Monday, August 31, 2009

Another Useless Booze Cruise Gimmick

'Booze Asbos' join a long list of useless gimmicks as a government drunk with power fails to get to grips with a problem of its own making. The New Labour booze cruise is viewing a rosy world through the bottom of a beer glass with the eyes of a drunk.

One top copper told the Guardian he and other colleagues were becoming increasingly fed up with government initiatives: "There's a never-ending series of announcements, and not one thing has changed."

Magistrates too have rubbished the Asbos. The orders duplicate existing laws and are unlikely to help solve problems caused by drunkenness.

Courts can now ban anyone from drinking in certain pubs and bars. Drunken troublemakers can be fined up to £2,500 under the 'booze Asbos'. Anyone slapped with an order will be sent on a useless "positive behaviour intervention course" (sic) costing offenders up to £250 a pop.

It's easy to blame boozers as they plunge into depths of despair and sink into oblivion. Throwing money at more "courses" and passing the buck back on magistrates is not the answer.

A failed New Labour booze project is at the heart of the country's out of control alcohol problem brought on by lax licensing laws coupled with easy access to cheap booze — all part of the shiny new New Labour brand.

Back in April, leading experts lined up to roundly condemn round-the-clock drinking and availability of cheap alcohol in supermarkets.

Royal College of Physicians president, Professor Ian Gilmore, told MPs he firmly blamed the government for the deteriorating situation, saying health department strategies on the one hand were useless when, with the other hand, the home office brought in 24-hour drinking laws.

Doctors and academics were desperate to tell MPs just how bad it is. The scary spectacle is all too familiar. Decent folk too scared to go out on the streets, police and ambulance crews struggling with the carnage and hospital staff at their wits end trying to cope.

Costly and useless 'education' initiatives have been miserable failures because no-one had the guts to speak out and the problem got out of hand. No-one was brave enough to challenge the false assumptions of relaxed licensing laws or cheap alcohol pricing and the devastating effects which were starting to show themselves.

To attack those policies was to attack the very heart of a misguided New Labour project. The devastating effects were brushed under the carpet as warning voices were branded part of a reactionary backlash to the wild and wonderful 'modernising' policies.

For the government, to admit failure would be to admit the failure of a central plank of policy. Instead the country was dragged down a slippery slope with hugely wasteful PR education campaigns.

A message on a bottle to 'drink responsibly' does not make a blind bit of difference to someone blind drunk. Only an outright ban of advertising, marketing and sponsorship would have results.

MPs were told cut-price supermarket booze is at the heart of the problem leading to the surge in binge drinking, sparking a trend for young people to drink cheap alcohol at home before heading to bars and pubs.

____

REQUIRED ACTION 1:
In the blog post on booze Asbos, what is the largest fine that drunken troublemakers can face under the orders?
REQUIRED ACTION 2:
According to the blog post on booze Asbos, an outright ban of which things would have results? List them all.
REQUIRED ACTION 3:
Carry on the blog post on booze Asbos from the point where it stops.
The data that comes after this is not needed for anything here.

____

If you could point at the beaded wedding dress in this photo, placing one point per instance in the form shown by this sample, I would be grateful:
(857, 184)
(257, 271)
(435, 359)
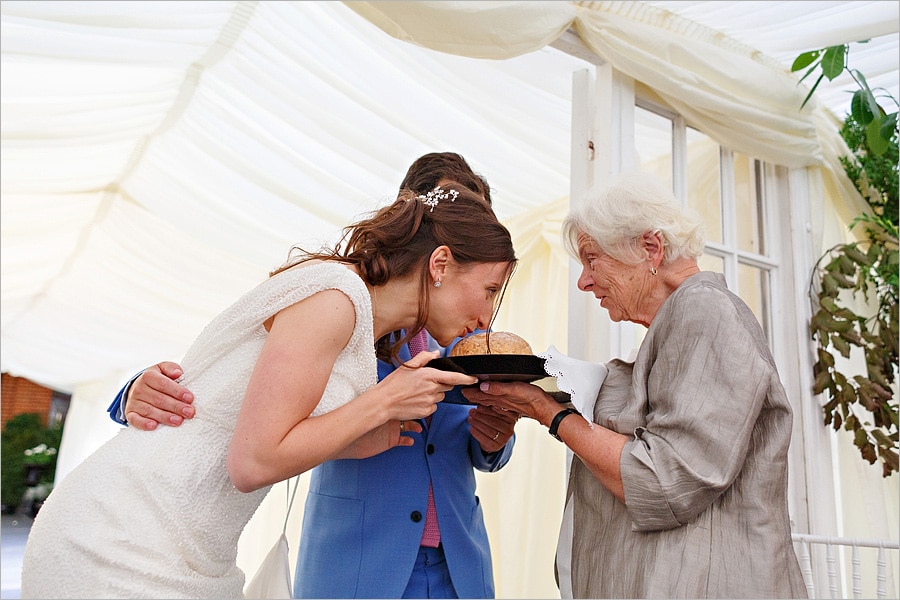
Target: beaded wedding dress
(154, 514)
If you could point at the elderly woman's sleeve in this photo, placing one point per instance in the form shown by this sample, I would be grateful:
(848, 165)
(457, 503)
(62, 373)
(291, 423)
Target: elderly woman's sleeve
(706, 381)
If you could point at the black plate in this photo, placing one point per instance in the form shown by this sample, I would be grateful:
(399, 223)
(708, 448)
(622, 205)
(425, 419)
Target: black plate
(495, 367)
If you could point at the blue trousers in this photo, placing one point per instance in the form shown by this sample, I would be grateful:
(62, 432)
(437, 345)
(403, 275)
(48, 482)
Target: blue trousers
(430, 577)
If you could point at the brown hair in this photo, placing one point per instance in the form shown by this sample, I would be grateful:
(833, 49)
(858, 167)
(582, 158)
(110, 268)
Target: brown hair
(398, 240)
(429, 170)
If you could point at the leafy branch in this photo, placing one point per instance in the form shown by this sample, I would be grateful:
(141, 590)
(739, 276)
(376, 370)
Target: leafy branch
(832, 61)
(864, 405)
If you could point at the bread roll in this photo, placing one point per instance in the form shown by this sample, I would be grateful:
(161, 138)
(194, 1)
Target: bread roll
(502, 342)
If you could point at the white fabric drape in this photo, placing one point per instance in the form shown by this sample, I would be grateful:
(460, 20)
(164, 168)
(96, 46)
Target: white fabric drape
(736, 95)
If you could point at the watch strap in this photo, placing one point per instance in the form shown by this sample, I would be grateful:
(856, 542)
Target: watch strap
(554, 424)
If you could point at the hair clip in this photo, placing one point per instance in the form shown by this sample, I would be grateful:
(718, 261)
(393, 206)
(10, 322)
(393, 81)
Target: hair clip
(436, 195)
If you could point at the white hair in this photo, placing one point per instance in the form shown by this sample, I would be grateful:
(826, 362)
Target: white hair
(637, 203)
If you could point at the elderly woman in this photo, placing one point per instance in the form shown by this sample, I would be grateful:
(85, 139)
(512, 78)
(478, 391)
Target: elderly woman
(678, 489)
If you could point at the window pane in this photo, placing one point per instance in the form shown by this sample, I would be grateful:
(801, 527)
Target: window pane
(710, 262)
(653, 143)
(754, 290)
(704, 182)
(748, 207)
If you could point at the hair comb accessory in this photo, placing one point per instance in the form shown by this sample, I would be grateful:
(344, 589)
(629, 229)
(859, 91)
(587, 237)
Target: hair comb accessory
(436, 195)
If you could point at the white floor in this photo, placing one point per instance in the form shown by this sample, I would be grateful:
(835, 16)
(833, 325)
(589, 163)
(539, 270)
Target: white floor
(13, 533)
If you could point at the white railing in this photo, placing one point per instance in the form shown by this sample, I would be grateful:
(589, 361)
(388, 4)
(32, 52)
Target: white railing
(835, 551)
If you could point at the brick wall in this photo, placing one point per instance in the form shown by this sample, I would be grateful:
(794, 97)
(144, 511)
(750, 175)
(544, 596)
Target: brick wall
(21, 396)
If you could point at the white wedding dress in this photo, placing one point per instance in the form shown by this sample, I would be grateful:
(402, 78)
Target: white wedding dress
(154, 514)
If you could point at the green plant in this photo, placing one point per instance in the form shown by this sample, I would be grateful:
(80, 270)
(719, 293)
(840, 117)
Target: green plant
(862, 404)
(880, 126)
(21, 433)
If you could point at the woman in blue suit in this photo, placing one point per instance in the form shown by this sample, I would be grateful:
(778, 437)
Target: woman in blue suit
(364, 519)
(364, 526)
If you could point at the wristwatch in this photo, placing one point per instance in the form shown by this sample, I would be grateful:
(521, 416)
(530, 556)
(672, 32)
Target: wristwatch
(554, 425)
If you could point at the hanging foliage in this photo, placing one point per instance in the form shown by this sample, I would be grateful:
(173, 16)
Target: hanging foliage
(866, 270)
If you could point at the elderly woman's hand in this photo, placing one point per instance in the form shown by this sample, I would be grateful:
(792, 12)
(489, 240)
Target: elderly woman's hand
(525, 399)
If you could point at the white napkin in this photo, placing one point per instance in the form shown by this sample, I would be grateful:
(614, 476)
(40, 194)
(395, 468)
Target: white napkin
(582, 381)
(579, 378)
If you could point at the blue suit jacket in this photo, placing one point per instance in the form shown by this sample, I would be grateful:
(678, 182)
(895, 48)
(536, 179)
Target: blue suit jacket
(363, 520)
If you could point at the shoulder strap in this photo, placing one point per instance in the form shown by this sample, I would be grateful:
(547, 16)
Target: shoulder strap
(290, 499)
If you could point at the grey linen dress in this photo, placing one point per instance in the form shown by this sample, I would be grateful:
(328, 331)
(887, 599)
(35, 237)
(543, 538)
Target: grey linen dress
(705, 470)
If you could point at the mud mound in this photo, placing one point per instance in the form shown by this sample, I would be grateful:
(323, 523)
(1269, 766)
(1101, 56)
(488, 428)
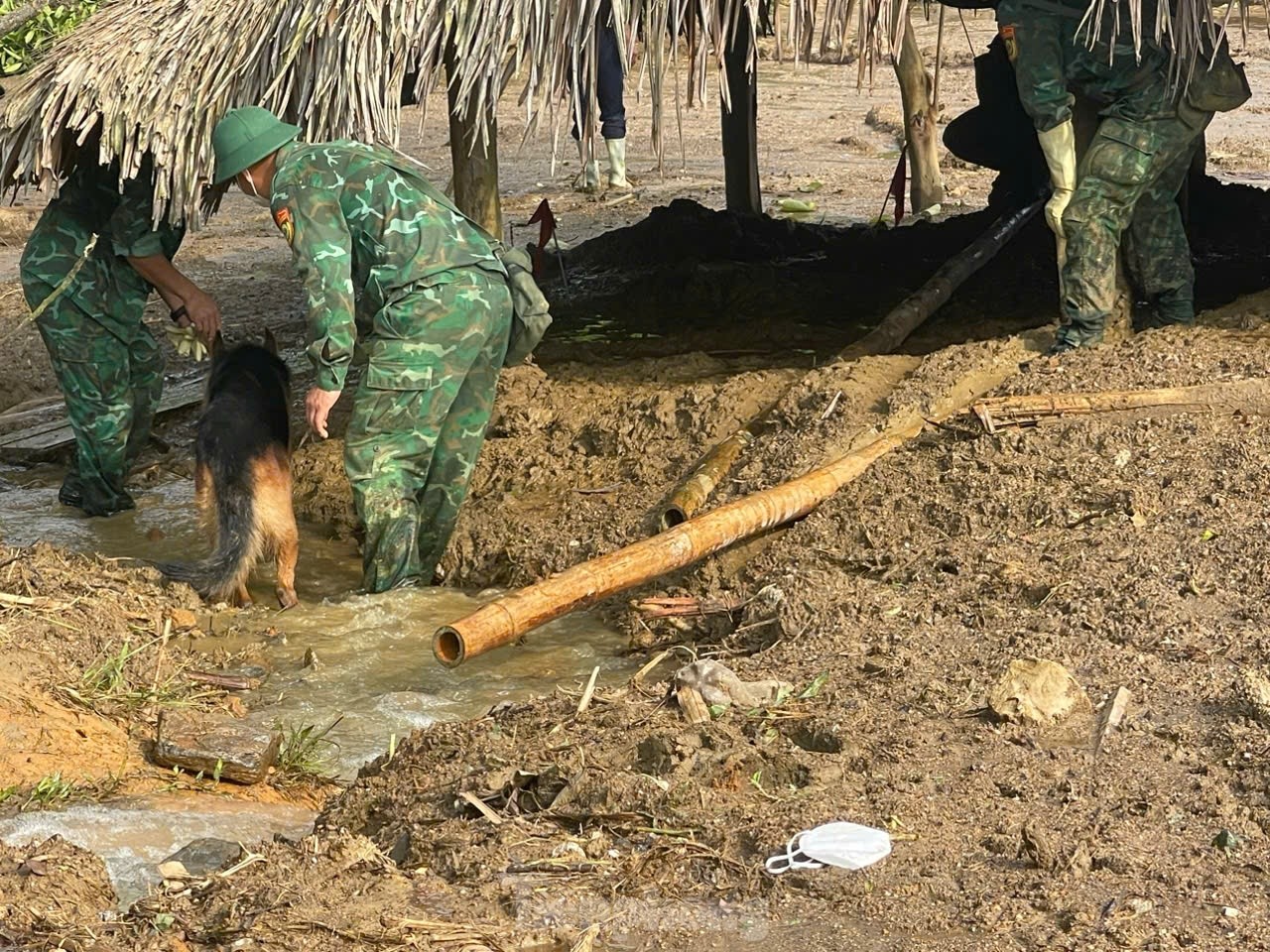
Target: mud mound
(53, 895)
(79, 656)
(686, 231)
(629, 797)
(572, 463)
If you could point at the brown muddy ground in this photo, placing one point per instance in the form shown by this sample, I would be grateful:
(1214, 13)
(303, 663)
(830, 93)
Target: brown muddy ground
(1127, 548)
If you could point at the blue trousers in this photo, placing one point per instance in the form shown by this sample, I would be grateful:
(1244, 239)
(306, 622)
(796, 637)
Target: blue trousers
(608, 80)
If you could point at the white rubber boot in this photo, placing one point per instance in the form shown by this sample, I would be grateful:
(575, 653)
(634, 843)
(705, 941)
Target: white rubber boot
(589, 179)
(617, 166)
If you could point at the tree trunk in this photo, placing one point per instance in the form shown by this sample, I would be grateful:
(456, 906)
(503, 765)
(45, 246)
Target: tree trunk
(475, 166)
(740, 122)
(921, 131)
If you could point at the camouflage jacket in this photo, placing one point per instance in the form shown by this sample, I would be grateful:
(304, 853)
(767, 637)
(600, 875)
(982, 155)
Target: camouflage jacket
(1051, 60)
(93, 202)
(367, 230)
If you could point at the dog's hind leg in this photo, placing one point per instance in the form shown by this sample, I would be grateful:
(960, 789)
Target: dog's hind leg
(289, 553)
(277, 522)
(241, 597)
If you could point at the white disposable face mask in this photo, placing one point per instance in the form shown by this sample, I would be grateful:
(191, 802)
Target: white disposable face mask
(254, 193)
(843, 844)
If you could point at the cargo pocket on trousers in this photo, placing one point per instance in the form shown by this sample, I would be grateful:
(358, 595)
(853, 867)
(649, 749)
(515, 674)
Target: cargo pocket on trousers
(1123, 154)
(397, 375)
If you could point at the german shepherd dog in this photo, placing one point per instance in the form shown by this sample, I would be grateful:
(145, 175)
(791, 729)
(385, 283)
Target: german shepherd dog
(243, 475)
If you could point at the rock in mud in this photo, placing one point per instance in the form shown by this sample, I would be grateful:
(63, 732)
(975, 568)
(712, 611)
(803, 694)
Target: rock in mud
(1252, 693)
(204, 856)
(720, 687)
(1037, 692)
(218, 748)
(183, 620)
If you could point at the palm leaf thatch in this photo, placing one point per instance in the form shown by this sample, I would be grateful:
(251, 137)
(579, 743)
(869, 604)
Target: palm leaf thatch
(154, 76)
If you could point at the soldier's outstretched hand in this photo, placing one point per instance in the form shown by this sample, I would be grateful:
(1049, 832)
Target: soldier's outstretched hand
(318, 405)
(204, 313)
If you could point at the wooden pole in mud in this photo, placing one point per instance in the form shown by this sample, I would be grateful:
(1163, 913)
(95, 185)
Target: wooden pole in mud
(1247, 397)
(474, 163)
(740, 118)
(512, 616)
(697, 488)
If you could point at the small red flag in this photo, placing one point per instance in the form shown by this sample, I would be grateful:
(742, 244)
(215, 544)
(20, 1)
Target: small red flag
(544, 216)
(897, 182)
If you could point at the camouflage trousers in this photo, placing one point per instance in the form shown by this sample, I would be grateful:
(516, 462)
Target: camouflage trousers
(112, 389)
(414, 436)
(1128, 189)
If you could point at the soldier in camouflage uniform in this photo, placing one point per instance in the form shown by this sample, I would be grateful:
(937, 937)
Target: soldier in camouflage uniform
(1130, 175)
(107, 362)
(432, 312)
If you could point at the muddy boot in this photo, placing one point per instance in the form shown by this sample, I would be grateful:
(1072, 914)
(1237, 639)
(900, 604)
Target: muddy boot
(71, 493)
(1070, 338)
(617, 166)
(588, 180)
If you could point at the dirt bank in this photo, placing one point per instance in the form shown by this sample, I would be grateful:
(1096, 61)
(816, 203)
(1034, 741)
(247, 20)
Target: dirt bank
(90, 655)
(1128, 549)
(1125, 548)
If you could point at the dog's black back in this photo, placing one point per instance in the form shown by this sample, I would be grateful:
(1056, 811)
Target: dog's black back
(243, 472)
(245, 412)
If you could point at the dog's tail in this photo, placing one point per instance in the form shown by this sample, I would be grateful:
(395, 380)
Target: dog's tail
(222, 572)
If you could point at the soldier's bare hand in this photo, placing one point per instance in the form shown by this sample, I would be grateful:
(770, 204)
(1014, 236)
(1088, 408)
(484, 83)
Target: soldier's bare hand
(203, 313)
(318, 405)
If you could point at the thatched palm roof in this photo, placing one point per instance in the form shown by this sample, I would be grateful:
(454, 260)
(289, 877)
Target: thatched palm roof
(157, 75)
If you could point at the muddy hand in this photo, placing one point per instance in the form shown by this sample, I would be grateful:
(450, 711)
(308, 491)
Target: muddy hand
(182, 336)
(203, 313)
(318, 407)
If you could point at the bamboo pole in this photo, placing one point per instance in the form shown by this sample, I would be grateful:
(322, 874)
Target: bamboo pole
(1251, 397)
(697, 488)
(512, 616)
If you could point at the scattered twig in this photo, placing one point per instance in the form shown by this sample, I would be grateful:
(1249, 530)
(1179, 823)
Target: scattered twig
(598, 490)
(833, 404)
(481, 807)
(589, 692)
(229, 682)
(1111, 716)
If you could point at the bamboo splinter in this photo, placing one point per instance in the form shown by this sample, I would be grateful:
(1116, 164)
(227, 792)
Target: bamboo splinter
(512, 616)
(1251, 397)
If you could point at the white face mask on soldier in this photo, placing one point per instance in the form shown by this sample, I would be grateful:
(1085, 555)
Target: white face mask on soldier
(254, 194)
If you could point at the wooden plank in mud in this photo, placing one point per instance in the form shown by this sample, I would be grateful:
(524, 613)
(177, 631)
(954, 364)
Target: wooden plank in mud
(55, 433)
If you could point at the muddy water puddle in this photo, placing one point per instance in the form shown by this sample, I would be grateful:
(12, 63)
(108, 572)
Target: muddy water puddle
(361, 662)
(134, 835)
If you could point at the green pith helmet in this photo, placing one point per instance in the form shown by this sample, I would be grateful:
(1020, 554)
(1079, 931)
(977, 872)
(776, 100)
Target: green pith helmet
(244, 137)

____

EXERCISE RESULT 1:
Up to £2,500.

EXERCISE RESULT 2:
Advertising, marketing and sponsorship.

EXERCISE RESULT 3:
Crime and disorder linked to alcohol cost the UK billions of pounds every year. Not surprisingly, the new 'Asbos' are backed by the booze industry with ministers happy to pay lip service as they rake in fat profits out of people's misery.

For a government using the price of alcohol as a tool for stealth taxes and firmly in the pockets of the drinks and supermarket industries and powerful lobbies, realistic solutions are hard to stomach.

Alcohol sales should be restricted to stand-alone licensed premises for the over 18s, quite separate from the supermarkets with a return to the "off-licence" and public house as the only alcohol outlets.

Central to any cultural change would be a reversal of the relaxed 24 hour drinking laws brought in to try to copy a Mediterranean wine drinking culture on a cold, wind swept island in northern Europe.

Martin Plant, professor of addiction studies at the University of the west of England, didn't pull any punches when he told MPs: "Supermarkets at the moment are displaying the morality of the crack dealer. What they are doing is completely irresponsible. Cheap alcohol kills people."

Wishy-washy measures won't tackle the booze culture. It is the duty of a responsible government to bring in controls which reflect the prevailing mood of public opinion. But realistic and responsible solutions have been roundly condemned as retrograde.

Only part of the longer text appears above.